## Texte de la page
+ + + +

36Cette mise en images de la parole est toutefois limitée et ambivalente, car elle fige les revendications et les idées. Au Yémen, les photographes ont arrêté de produire des images lorsque la mobilisation s’est transformée, alors que les films militants des années 1970 n’ont pas circulé en dehors des luttes elles-mêmes, ne prêchant finalement que des convaincus. En analysant les vidéos réalisées par les manifestants contre le chantier autoroutier traversant la forêt de Khimki, au nord de Moscou, Perrine Poupin montre combien les images peuvent constituer un frein au débat et à la délibération. Comme au Yémen, la démocratisation des supports d’enregistrement offre aux opposants au régime russe l’opportunité de réaliser leurs propres images, qui rendent visibles leurs actions protestataires et la répression policière. Mais cette visibilité les soumet à une répression accrue de la part du régime, qui n’hésite pas à utiliser les vidéos circulant sur Internet pour identifier les manifestants. Surtout, les activistes ont tendance à investir le monde des images pour capter l’attention des médias, en délaissant l’émergence d’un discours construit, qui pourrait provoquer une discussion dans la société. Leurs vidéos renforcent la figure du leader et ne permettent pas aux publics profanes de saisir les enjeux des mobilisations, creusant ainsi le fossé entre les activistes et le reste de la population. En Russie, l’image réduit donc le débat d’idées à la portion congrue, alors que les films militants analysés par R. Lecler témoignent d’un vrai travail visuel sur l’écrit et la mise en image de la parole des dominés. On retrouve cette articulation entre l’image et la parole, et entre les différents supports visuels, dans les deux dispositifs d’urbanisme participatif étudiés par Khedidja Mamou en Île-de-France. Le support photographique, utilisé en phase diagnostic, rend visible une pluralité de visions du territoire, tandis que la vidéo, qui rend davantage compte du processus d’échange, fait apparaître un habitant actif dans la dynamique participative, capable de propositions sur son cadre de vie. Toutefois, le film semble contraindre les participants à une posture de « représentation » liée à la publicisation de leur parole, ce qui amplifie là aussi les complexes d’infériorité entre profanes et experts.

+ + + +

[Entrées enregistrées]
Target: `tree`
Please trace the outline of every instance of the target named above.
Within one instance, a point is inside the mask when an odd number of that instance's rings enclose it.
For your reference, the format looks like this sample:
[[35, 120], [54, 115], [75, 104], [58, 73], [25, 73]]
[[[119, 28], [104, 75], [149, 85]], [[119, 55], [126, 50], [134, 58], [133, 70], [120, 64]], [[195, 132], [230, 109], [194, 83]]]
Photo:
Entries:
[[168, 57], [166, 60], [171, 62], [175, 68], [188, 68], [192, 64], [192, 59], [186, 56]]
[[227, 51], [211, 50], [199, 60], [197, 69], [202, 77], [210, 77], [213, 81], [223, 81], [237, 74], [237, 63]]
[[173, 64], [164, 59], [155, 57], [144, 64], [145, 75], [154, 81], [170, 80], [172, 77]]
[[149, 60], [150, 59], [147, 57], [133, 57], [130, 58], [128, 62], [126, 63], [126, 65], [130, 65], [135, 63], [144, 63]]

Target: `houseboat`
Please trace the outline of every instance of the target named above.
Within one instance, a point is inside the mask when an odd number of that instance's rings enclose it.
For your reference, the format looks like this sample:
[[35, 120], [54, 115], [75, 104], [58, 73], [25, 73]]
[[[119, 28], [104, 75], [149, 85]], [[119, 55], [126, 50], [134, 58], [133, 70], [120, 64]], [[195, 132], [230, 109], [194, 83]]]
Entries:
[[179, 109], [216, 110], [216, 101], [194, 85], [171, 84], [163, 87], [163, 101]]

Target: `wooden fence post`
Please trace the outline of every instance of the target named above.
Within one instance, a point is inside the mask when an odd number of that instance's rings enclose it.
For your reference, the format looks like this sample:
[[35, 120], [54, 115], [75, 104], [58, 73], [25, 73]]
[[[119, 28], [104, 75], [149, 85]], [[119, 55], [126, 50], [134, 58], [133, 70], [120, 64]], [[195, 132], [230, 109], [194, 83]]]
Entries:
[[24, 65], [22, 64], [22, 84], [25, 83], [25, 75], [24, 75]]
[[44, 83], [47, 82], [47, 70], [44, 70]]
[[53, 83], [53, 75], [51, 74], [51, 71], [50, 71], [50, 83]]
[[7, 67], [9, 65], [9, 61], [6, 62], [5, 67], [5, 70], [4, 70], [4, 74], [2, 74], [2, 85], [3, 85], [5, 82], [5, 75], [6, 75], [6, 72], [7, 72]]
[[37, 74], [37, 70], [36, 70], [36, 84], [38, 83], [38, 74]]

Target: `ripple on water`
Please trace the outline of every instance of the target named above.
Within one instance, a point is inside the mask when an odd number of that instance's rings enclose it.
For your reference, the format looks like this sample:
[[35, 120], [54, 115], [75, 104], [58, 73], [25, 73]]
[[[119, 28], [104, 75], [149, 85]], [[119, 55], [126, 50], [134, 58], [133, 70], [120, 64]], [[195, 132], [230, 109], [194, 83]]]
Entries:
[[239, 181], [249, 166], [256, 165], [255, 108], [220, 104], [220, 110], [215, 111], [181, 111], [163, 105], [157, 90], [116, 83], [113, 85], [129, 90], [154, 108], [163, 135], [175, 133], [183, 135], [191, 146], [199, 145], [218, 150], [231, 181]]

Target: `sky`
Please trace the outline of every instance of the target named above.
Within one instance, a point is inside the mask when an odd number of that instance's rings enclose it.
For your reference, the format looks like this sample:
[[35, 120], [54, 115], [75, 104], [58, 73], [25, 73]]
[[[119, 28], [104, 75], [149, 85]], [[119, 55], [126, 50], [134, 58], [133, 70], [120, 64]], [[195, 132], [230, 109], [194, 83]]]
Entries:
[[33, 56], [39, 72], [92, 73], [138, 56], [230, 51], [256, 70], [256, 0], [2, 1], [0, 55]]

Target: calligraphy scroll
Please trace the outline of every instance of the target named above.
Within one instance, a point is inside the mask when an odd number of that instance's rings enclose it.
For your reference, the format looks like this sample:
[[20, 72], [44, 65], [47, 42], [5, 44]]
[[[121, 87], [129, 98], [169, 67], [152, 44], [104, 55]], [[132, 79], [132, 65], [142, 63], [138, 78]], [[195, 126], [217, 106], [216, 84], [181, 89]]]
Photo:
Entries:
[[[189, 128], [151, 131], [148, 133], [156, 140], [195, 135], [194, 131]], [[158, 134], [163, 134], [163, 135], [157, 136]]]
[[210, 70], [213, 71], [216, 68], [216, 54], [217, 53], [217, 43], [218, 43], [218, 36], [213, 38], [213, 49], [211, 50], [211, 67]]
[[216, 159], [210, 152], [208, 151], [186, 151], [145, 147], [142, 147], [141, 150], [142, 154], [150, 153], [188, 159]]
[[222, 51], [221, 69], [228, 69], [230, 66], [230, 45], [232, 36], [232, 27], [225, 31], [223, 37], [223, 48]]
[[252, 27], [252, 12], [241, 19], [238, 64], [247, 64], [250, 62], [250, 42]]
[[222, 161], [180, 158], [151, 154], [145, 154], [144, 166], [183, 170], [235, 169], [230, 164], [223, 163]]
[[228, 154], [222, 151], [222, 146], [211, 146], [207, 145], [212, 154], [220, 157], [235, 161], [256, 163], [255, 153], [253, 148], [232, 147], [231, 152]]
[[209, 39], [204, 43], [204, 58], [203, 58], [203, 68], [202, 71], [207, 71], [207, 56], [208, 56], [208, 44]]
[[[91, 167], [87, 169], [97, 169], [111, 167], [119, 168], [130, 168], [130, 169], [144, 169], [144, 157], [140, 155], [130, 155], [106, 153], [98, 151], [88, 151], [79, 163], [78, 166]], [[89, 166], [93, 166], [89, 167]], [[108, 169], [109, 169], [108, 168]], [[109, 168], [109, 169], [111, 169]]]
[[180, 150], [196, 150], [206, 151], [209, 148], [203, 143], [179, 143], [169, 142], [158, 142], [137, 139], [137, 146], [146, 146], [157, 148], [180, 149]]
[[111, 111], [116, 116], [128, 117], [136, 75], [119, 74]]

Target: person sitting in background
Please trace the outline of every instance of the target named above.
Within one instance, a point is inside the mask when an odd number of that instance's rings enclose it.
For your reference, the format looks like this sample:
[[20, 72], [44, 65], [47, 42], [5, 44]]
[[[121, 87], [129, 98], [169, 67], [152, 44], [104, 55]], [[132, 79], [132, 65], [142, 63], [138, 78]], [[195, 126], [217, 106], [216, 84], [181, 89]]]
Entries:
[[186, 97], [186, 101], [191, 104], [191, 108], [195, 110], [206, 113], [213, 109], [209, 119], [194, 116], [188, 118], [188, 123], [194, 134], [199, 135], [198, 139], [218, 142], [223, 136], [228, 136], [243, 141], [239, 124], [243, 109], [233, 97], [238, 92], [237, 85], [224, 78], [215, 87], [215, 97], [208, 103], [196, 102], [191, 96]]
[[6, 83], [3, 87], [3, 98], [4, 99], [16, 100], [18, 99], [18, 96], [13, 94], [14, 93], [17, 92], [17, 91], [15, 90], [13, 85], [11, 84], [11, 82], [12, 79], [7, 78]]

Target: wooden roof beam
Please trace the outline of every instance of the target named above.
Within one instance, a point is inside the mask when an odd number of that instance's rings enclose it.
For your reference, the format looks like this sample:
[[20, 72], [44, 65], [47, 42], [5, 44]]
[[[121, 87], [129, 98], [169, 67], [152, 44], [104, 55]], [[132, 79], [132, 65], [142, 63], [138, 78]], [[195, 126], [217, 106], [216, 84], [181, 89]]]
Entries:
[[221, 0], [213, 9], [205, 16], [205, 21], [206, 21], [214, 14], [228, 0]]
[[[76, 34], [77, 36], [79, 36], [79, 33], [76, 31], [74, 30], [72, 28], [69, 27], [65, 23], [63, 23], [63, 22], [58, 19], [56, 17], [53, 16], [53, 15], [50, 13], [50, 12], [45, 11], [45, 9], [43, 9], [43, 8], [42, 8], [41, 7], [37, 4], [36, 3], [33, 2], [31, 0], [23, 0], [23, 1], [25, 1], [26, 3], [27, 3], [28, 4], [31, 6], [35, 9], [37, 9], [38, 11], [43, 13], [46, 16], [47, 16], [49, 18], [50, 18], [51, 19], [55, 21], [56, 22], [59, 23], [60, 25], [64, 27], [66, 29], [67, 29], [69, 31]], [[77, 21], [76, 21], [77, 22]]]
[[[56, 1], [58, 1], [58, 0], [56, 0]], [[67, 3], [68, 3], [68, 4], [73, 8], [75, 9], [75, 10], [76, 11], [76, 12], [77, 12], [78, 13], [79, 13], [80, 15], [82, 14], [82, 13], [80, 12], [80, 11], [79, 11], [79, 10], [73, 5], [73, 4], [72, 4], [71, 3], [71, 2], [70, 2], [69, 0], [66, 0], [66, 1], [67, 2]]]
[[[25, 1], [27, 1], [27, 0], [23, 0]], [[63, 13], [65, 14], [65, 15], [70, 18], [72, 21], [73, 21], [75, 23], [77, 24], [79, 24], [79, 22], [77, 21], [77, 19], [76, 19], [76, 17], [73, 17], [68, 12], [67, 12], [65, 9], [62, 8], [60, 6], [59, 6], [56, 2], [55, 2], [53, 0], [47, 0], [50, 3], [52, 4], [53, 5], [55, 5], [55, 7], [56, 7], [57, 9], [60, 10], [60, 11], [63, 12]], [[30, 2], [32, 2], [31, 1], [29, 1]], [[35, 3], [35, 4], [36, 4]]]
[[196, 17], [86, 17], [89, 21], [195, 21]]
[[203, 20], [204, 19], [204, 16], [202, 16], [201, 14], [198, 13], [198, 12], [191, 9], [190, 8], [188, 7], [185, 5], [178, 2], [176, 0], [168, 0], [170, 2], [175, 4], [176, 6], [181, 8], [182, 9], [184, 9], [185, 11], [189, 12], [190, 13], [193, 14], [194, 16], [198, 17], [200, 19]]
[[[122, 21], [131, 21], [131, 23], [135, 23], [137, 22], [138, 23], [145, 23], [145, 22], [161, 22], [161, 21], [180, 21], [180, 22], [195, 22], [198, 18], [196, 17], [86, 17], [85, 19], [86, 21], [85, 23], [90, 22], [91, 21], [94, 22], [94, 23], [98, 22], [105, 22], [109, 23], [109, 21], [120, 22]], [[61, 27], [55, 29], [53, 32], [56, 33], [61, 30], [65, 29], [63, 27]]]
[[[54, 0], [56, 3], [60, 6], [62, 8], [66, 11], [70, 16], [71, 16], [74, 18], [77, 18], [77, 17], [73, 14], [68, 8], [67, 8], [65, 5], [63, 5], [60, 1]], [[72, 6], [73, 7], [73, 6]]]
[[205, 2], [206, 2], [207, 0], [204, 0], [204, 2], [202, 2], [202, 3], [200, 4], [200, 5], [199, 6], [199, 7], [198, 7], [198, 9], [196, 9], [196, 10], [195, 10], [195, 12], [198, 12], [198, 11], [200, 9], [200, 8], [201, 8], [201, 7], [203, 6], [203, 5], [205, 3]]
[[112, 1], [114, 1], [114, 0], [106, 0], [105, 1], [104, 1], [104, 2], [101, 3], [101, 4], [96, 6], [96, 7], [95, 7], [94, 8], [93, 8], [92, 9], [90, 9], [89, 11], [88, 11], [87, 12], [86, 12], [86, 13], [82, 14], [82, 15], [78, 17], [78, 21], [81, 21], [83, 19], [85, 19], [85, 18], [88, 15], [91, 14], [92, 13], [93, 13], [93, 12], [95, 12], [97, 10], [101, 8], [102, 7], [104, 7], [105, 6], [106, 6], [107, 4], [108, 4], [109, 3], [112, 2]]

+ + + +

## Consigne A
Résumez en deux phrases le passage sur les images militantes.
## Consigne B
Indiquez si chacune des affirmations suivantes concorde avec le passage sur les images militantes, en répondant par oui ou par non et en citant les mots du passage qui tranchent. (i) Au Yémen, les photographes ont continué à produire des images après la transformation de la mobilisation. (ii) Le régime russe se sert des vidéos diffusées sur Internet pour identifier les manifestants. (iii) Dans les dispositifs étudiés par Khedidja Mamou, la photographie sert pendant la phase diagnostic.
## Consigne C
Poursuivez le passage sur les images militantes à partir de sa dernière phrase.
Les items ne sont pas utiles pour ce travail.

## Réponse A
La mise en images de la parole reste limitée et ambivalente, car elle fige les revendications. En Russie, les vidéos des activistes exposent ceux-ci à la répression et creusent le fossé avec la population, tandis qu'en Île-de-France le film d'urbanisme participatif impose aux habitants une posture de « représentation » qui amplifie les complexes d'infériorité entre profanes et experts.

## Réponse B
(i) Non : « les photographes ont arrêté de produire des images lorsque la mobilisation s’est transformée ».
(ii) Oui : « qui n’hésite pas à utiliser les vidéos circulant sur Internet pour identifier les manifestants ».
(iii) Oui : « Le support photographique, utilisé en phase diagnostic ».

## Réponse C
37De l’observation croisée de la mobilisation de la photographie et du film dans le champ urbain et dans celui des mouvements sociaux, on retiendra donc un premier résultat. Les images photographiques et filmiques font d’autant mieux parler qu’elles ne s’inscrivent pas dans des formats préexistants ou préconstruits, que ceux-ci soient médiatiques ou savants. À cette condition, elles deviennent de puissants outils de contestation des représentations dominantes par leur capacité à les mettre en perspective. Dans les cas inverses, ces images renforcent encore les effets de la domination en condamnant ses victimes au silence.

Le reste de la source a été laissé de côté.